**Yönergeler ve koşullar:**
Aşağıdaki kayıtlarda "cloud" sözcüğünü içeren satırları sayın ve yalnızca bu sayıyı yazın.

**Alıştırma malzemeleri:**
__________________________________________________

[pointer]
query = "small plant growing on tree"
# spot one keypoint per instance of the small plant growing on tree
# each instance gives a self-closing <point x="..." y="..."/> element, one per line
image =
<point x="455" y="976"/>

__________________________________________________

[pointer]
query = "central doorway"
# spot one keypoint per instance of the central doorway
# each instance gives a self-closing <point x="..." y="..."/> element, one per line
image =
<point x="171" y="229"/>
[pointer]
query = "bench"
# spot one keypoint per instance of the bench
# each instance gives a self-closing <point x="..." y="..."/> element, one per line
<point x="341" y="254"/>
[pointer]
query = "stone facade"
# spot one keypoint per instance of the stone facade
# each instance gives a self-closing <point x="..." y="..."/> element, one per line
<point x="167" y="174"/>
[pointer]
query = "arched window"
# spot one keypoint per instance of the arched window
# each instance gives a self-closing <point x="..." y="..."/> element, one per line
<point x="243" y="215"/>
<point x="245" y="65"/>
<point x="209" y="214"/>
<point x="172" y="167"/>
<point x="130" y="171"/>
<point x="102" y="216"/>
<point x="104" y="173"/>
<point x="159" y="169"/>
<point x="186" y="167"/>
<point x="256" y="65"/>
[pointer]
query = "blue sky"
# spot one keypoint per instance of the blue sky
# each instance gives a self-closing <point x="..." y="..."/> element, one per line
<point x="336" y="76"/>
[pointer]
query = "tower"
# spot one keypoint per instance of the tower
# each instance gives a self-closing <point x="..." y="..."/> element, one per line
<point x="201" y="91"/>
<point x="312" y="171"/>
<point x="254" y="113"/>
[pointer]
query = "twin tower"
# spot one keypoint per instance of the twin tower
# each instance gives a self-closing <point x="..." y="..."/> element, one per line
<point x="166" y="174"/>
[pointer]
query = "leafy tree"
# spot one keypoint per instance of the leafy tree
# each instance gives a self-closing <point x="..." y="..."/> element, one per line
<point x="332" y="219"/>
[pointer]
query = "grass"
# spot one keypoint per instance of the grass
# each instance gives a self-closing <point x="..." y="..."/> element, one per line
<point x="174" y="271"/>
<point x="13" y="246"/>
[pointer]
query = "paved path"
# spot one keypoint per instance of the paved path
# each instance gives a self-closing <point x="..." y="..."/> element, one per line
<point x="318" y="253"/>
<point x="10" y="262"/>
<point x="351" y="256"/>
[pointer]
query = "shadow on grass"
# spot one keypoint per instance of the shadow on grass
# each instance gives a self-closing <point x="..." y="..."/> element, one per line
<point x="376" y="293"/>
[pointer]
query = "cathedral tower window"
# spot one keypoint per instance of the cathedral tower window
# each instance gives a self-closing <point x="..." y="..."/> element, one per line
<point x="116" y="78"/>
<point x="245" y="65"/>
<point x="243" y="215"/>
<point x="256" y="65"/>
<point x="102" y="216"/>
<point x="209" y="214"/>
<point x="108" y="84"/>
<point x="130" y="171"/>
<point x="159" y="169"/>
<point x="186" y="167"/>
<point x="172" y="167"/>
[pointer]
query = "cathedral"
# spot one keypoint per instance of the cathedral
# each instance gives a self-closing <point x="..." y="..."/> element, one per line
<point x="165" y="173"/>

__________________________________________________

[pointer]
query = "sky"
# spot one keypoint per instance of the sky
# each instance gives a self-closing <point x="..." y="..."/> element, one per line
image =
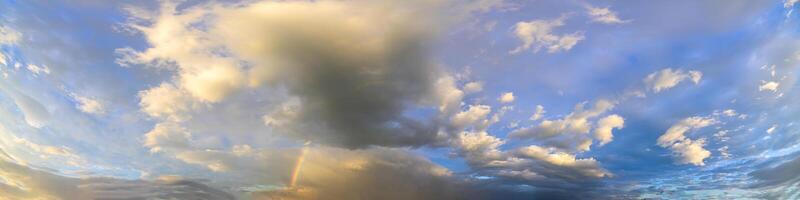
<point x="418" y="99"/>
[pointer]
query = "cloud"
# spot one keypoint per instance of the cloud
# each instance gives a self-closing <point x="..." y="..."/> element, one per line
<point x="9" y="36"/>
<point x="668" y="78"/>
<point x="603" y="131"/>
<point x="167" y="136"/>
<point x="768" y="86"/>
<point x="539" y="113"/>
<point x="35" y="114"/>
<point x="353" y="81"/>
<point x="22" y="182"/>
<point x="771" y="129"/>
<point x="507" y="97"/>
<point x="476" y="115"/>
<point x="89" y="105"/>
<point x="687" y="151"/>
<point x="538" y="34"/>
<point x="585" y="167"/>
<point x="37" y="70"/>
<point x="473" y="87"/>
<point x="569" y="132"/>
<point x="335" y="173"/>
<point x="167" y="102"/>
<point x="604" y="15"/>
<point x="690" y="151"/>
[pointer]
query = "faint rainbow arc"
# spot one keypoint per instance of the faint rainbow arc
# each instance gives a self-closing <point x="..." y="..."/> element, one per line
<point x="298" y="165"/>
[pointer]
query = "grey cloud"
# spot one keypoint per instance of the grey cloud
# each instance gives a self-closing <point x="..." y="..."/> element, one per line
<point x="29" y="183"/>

__________________________________________________

**Yanıt:**
4